◆ **WHAT THE TASK REQUIRES**
Could you write out each entry exactly as it reads?

◆ **DATASET EXTRACT**
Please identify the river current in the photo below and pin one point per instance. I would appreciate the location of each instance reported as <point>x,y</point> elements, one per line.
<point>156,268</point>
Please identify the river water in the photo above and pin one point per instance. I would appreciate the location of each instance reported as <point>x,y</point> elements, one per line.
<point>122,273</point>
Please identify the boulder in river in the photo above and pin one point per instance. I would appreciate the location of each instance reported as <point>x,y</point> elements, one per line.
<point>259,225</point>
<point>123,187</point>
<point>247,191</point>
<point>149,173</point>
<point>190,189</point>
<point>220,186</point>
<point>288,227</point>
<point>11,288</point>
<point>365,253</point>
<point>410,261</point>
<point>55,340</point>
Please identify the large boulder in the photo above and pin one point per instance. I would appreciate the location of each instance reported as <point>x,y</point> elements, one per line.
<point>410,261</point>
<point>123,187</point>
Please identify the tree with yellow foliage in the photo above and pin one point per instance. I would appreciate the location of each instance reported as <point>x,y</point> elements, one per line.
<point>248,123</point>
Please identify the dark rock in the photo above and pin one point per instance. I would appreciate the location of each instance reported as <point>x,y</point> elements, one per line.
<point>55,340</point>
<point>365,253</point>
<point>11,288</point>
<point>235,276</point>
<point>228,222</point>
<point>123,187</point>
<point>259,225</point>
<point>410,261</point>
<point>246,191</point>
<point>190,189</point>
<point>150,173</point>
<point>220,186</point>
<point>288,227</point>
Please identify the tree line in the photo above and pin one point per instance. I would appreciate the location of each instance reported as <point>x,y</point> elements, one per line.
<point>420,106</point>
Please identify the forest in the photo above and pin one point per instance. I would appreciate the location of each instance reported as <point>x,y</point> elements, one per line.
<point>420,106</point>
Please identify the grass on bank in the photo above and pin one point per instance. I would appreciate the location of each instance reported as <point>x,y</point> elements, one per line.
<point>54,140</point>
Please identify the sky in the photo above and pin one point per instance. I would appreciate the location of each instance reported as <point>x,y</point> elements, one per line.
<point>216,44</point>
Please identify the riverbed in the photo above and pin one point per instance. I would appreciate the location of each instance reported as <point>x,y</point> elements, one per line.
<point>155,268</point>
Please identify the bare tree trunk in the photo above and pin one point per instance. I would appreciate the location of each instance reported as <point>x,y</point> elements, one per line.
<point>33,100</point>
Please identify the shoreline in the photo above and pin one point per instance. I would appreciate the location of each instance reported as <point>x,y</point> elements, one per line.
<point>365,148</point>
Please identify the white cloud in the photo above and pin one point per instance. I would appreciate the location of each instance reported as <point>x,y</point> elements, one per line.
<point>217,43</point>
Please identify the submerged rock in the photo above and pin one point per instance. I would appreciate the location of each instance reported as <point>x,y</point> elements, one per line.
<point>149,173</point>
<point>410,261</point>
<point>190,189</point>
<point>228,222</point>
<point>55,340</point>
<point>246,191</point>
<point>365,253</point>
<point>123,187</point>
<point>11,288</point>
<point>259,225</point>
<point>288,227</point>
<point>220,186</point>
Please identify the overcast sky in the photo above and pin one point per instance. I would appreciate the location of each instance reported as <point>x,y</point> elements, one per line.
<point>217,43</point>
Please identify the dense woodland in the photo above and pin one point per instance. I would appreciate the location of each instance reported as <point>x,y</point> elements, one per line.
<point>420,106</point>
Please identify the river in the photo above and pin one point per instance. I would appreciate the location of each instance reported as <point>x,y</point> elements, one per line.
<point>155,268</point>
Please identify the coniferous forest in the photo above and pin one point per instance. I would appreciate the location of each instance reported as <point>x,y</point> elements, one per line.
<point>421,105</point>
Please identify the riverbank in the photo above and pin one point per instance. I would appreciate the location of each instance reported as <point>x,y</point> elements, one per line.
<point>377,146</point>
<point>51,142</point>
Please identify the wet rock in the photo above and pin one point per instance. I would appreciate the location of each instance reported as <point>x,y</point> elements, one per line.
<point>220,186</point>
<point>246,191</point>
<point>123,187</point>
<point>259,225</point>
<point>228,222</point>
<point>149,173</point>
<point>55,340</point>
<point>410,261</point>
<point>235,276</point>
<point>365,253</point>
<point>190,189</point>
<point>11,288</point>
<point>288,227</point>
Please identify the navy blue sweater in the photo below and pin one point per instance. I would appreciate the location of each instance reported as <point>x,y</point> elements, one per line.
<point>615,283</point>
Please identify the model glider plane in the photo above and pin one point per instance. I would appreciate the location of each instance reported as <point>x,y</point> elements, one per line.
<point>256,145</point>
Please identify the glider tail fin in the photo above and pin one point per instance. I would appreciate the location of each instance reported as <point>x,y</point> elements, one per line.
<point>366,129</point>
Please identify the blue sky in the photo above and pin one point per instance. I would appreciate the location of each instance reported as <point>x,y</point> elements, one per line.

◆ **THE ANSWER**
Please identify the river current in the photo below and pin one point per instance. I would appreciate the location of each instance reported as <point>x,y</point> elements, one per line.
<point>156,268</point>
Please identify the river water in the photo above and pin one point per instance. I would appreciate the location of each instance reported as <point>x,y</point> elements, one per line.
<point>122,273</point>
Please identify the boulder in river in the photo above and pin one point per instance. I would appreciate the location of each instance reported as <point>x,y</point> elements, one per line.
<point>259,225</point>
<point>123,187</point>
<point>247,191</point>
<point>149,173</point>
<point>190,189</point>
<point>220,186</point>
<point>288,227</point>
<point>11,288</point>
<point>365,253</point>
<point>410,261</point>
<point>55,340</point>
Please identify the large boulder in the photo above and pin one point per instance. I would appreciate the location of each instance reported as <point>x,y</point> elements, one per line.
<point>410,261</point>
<point>123,187</point>
Please identify the tree with yellow foliage in the photo above and pin one point per instance. I would appreciate the location of each instance reported as <point>x,y</point> elements, one per line.
<point>248,123</point>
Please identify the dark rock in the photo above and pin one point per instance. I would appreciate the location of each instance reported as <point>x,y</point> elements, one per line.
<point>55,340</point>
<point>365,253</point>
<point>11,288</point>
<point>235,276</point>
<point>228,222</point>
<point>123,187</point>
<point>259,225</point>
<point>410,261</point>
<point>246,191</point>
<point>190,189</point>
<point>150,173</point>
<point>220,186</point>
<point>288,227</point>
Please identify the tree line in the photo above and pin one point per instance. I would appreciate the location of each instance reported as <point>x,y</point> elements, one per line.
<point>420,106</point>
Please identify the forest in the photo above and pin one point per instance. I would appreciate the location of each instance reported as <point>x,y</point> elements, one per line.
<point>420,106</point>
Please identify the grass on bank in the photo above and pin one point per instance. I would appreciate the location of each instance reported as <point>x,y</point> elements, one per line.
<point>54,140</point>
Please identify the sky in the photo above and pin one point per instance. I would appreciate the location of each instance reported as <point>x,y</point> elements, one per line.
<point>216,44</point>
Please identify the riverbed in the photo above and pin one point per instance. I would appreciate the location of each instance reported as <point>x,y</point> elements, one per line.
<point>155,268</point>
Please identify the bare tree trunk in the photo above and pin one point per instance. I would appreciate the location of each instance reported as <point>x,y</point> elements, one per line.
<point>33,100</point>
Please identify the shoreline in the photo above and pin one point per instance. I would appreciate the location of each instance reported as <point>x,y</point> elements, one per line.
<point>365,148</point>
Please identify the white cloud in the photo above and pin one point per instance. I would appreciate the location of each instance reported as <point>x,y</point> elements, one per line.
<point>217,43</point>
Please identify the submerged rock in the photo above and pin one point per instance. I would appreciate the location of each instance reported as <point>x,y</point> elements, one per line.
<point>149,173</point>
<point>410,261</point>
<point>190,189</point>
<point>228,222</point>
<point>55,340</point>
<point>246,191</point>
<point>365,253</point>
<point>123,187</point>
<point>11,288</point>
<point>259,225</point>
<point>288,227</point>
<point>220,186</point>
Please identify the overcast sky in the photo above and pin one point per instance. I would appreciate the location of each instance reported as <point>x,y</point> elements, one per line.
<point>217,43</point>
Please identify the dense woodland in the photo above and pin one point per instance. I would appreciate the location of each instance reported as <point>x,y</point> elements, one per line.
<point>420,106</point>
Please identify the river in the photo above and pin one point per instance. I would appreciate the location of each instance reported as <point>x,y</point> elements, one per line.
<point>155,268</point>
Please identify the coniferous forest in the photo above and pin one point per instance. I would appreciate the location of each instance reported as <point>x,y</point> elements, one per line.
<point>421,105</point>
Please identify the riverbank in the photo above and pin one point per instance. I would appreciate the location of each instance reported as <point>x,y</point> elements, one per line.
<point>377,146</point>
<point>51,142</point>
Please identify the wet rock in the photo above and pin one point per instance. I would appreciate the location of each instance reported as <point>x,y</point> elements, one per line.
<point>220,186</point>
<point>246,191</point>
<point>123,187</point>
<point>259,225</point>
<point>228,222</point>
<point>149,173</point>
<point>55,340</point>
<point>410,261</point>
<point>235,276</point>
<point>365,253</point>
<point>190,189</point>
<point>11,288</point>
<point>288,227</point>
Please identify the navy blue sweater in the photo below and pin one point per instance. I would appreciate the location of each instance reported as <point>x,y</point> elements, one per line.
<point>615,283</point>
Please identify the model glider plane in the photo above and pin one point per instance. I would appreciate the location of each instance reported as <point>x,y</point> elements, one per line.
<point>256,145</point>
Please identify the glider tail fin in the photo above and pin one point per instance. I would appreciate the location of each instance reported as <point>x,y</point> elements, one per line.
<point>366,129</point>
Please identify the blue sky in the photo above and pin one point per instance. I would appreciate the location of each instance reported as <point>x,y</point> elements, one per line.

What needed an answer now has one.